SUPPLIED TEXT:
** Start **

To some extent, any time there are changes this will create uncertainty. Not all uncertainty is justified. For example, if you work for the Federal Government, it is very likely that you are experiencing great uncertainty regarding the future of your position. On the other side of the coin, certain businesses stand to gain as a result of these new policies. What we can all hope for is a settling down of the markets and commerce after a transition period. We are not saying that it will be business as usual. But life will go on – it always does.

** End **

Object location annotation data
** Start **

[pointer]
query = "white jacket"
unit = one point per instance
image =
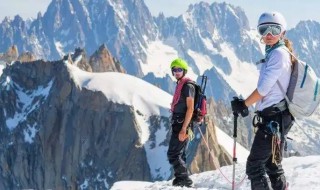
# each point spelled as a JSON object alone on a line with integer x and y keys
{"x": 276, "y": 67}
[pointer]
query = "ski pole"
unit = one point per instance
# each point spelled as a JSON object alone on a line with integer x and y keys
{"x": 235, "y": 126}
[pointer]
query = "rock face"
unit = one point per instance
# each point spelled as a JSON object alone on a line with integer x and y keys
{"x": 11, "y": 54}
{"x": 56, "y": 135}
{"x": 67, "y": 136}
{"x": 102, "y": 61}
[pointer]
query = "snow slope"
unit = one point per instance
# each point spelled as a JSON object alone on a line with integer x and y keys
{"x": 148, "y": 100}
{"x": 301, "y": 173}
{"x": 129, "y": 90}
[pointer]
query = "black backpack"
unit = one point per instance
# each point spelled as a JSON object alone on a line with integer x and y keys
{"x": 200, "y": 100}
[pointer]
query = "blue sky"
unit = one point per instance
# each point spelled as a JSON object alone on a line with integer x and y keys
{"x": 293, "y": 10}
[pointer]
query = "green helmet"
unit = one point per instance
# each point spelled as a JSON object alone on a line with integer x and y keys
{"x": 179, "y": 63}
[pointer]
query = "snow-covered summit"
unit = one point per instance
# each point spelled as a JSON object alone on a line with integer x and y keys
{"x": 124, "y": 89}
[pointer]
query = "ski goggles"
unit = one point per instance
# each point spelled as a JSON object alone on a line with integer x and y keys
{"x": 273, "y": 29}
{"x": 176, "y": 70}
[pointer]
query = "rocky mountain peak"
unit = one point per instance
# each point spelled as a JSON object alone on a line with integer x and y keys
{"x": 11, "y": 54}
{"x": 103, "y": 61}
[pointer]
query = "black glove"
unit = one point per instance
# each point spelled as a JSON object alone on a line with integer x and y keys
{"x": 238, "y": 106}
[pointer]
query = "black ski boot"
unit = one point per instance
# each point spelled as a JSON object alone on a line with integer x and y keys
{"x": 278, "y": 182}
{"x": 182, "y": 182}
{"x": 261, "y": 184}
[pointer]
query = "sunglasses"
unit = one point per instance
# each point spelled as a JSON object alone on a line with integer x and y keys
{"x": 273, "y": 29}
{"x": 177, "y": 70}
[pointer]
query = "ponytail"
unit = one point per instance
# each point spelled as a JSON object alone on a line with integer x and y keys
{"x": 289, "y": 45}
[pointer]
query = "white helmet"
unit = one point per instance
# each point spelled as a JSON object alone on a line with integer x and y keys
{"x": 273, "y": 17}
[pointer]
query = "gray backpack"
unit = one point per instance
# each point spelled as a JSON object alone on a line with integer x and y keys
{"x": 302, "y": 95}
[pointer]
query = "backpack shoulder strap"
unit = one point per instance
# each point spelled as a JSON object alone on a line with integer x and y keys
{"x": 278, "y": 82}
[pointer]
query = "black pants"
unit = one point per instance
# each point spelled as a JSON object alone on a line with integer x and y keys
{"x": 177, "y": 149}
{"x": 259, "y": 161}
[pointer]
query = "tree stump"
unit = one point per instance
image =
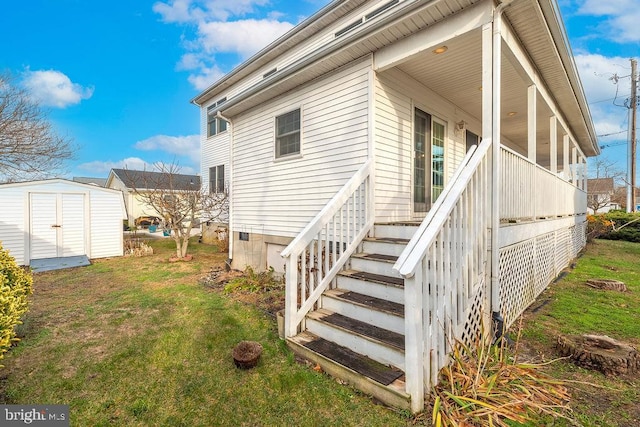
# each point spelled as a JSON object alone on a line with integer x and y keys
{"x": 601, "y": 353}
{"x": 246, "y": 354}
{"x": 607, "y": 285}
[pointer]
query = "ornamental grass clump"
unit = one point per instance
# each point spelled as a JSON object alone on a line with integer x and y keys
{"x": 15, "y": 286}
{"x": 485, "y": 385}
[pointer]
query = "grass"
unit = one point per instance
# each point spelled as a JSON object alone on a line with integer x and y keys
{"x": 571, "y": 307}
{"x": 137, "y": 341}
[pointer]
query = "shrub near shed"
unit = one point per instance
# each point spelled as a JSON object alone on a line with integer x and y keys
{"x": 15, "y": 286}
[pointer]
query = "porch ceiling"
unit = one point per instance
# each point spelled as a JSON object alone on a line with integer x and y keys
{"x": 456, "y": 75}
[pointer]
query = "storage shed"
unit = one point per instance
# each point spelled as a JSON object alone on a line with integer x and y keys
{"x": 58, "y": 218}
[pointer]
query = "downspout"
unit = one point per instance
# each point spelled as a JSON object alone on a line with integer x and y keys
{"x": 496, "y": 316}
{"x": 230, "y": 198}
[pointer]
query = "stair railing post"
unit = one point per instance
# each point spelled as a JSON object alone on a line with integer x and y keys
{"x": 414, "y": 339}
{"x": 291, "y": 296}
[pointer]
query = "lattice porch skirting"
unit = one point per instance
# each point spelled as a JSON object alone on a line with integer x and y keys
{"x": 528, "y": 267}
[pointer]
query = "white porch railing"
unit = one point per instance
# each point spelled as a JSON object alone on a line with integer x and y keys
{"x": 444, "y": 266}
{"x": 529, "y": 192}
{"x": 317, "y": 254}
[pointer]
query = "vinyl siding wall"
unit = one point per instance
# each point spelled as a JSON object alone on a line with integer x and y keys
{"x": 280, "y": 196}
{"x": 396, "y": 95}
{"x": 300, "y": 51}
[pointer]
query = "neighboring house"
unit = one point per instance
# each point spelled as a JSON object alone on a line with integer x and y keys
{"x": 127, "y": 181}
{"x": 58, "y": 218}
{"x": 100, "y": 182}
{"x": 600, "y": 194}
{"x": 417, "y": 166}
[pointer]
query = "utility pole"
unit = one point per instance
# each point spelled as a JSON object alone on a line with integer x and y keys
{"x": 631, "y": 195}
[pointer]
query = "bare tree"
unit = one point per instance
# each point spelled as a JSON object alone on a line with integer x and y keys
{"x": 180, "y": 203}
{"x": 29, "y": 147}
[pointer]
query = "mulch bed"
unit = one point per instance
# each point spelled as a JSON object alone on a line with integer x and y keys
{"x": 270, "y": 301}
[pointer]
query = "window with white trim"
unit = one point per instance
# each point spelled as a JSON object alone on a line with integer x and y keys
{"x": 215, "y": 124}
{"x": 216, "y": 179}
{"x": 288, "y": 134}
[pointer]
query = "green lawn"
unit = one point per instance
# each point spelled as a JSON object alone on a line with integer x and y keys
{"x": 571, "y": 307}
{"x": 137, "y": 341}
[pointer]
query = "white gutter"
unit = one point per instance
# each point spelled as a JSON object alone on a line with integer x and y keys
{"x": 342, "y": 42}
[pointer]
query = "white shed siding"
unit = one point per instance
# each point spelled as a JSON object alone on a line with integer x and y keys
{"x": 92, "y": 214}
{"x": 73, "y": 224}
{"x": 12, "y": 223}
{"x": 396, "y": 94}
{"x": 281, "y": 196}
{"x": 106, "y": 224}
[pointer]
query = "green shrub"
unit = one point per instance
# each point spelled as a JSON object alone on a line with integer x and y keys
{"x": 15, "y": 286}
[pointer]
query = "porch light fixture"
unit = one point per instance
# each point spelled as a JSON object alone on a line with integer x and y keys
{"x": 439, "y": 50}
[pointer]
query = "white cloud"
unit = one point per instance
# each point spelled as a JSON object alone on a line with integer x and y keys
{"x": 623, "y": 17}
{"x": 599, "y": 74}
{"x": 53, "y": 88}
{"x": 205, "y": 77}
{"x": 220, "y": 27}
{"x": 188, "y": 146}
{"x": 99, "y": 167}
{"x": 193, "y": 11}
{"x": 244, "y": 37}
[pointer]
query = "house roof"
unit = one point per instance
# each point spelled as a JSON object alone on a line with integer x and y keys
{"x": 156, "y": 180}
{"x": 536, "y": 24}
{"x": 600, "y": 186}
{"x": 100, "y": 182}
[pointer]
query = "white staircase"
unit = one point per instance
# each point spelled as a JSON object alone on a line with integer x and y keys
{"x": 356, "y": 332}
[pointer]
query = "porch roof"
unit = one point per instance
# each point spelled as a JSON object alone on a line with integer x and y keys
{"x": 536, "y": 23}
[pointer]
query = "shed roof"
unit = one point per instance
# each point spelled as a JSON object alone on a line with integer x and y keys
{"x": 157, "y": 180}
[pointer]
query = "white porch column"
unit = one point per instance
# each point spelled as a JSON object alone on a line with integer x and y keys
{"x": 496, "y": 110}
{"x": 532, "y": 126}
{"x": 574, "y": 165}
{"x": 553, "y": 145}
{"x": 565, "y": 158}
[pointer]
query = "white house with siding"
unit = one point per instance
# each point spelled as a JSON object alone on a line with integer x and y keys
{"x": 58, "y": 218}
{"x": 414, "y": 167}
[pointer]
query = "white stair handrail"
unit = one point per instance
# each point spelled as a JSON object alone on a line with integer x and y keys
{"x": 437, "y": 216}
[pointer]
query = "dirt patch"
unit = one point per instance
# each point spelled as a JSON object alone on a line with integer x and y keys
{"x": 270, "y": 300}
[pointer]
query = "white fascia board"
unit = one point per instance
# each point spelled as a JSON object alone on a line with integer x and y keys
{"x": 517, "y": 53}
{"x": 461, "y": 23}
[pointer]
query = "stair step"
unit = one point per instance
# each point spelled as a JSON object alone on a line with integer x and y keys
{"x": 404, "y": 230}
{"x": 376, "y": 257}
{"x": 392, "y": 394}
{"x": 387, "y": 246}
{"x": 384, "y": 336}
{"x": 376, "y": 285}
{"x": 365, "y": 308}
{"x": 372, "y": 277}
{"x": 355, "y": 361}
{"x": 371, "y": 302}
{"x": 375, "y": 263}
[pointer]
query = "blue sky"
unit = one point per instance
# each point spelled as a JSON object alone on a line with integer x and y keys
{"x": 117, "y": 77}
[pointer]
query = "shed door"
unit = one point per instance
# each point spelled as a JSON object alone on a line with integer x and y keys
{"x": 57, "y": 225}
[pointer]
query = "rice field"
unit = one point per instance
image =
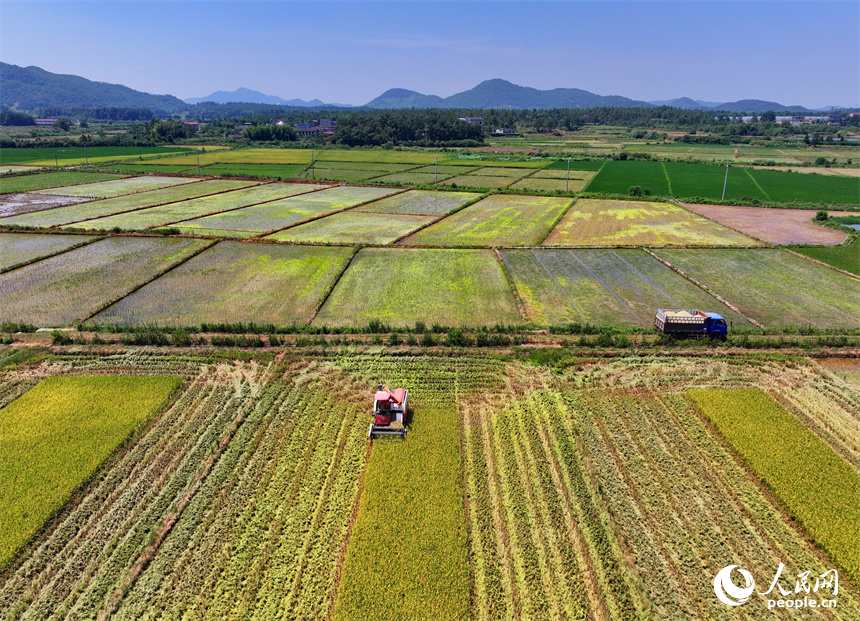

** End **

REQUIREMENTS:
A: According to the passage on uncertainty, who is very likely experiencing great uncertainty about the future of their position?
B: Copy the passage on uncertainty word for word between "To some extent, any" and "it always does.", inclusive.

CORRECT ANSWERS:
A: People who work for the Federal Government.

B:
To some extent, any time there are changes this will create uncertainty. Not all uncertainty is justified. For example, if you work for the Federal Government, it is very likely that you are experiencing great uncertainty regarding the future of your position. On the other side of the coin, certain businesses stand to gain as a result of these new policies. What we can all hope for is a settling down of the markets and commerce after a transition period. We are not saying that it will be business as usual. But life will go on – it always does.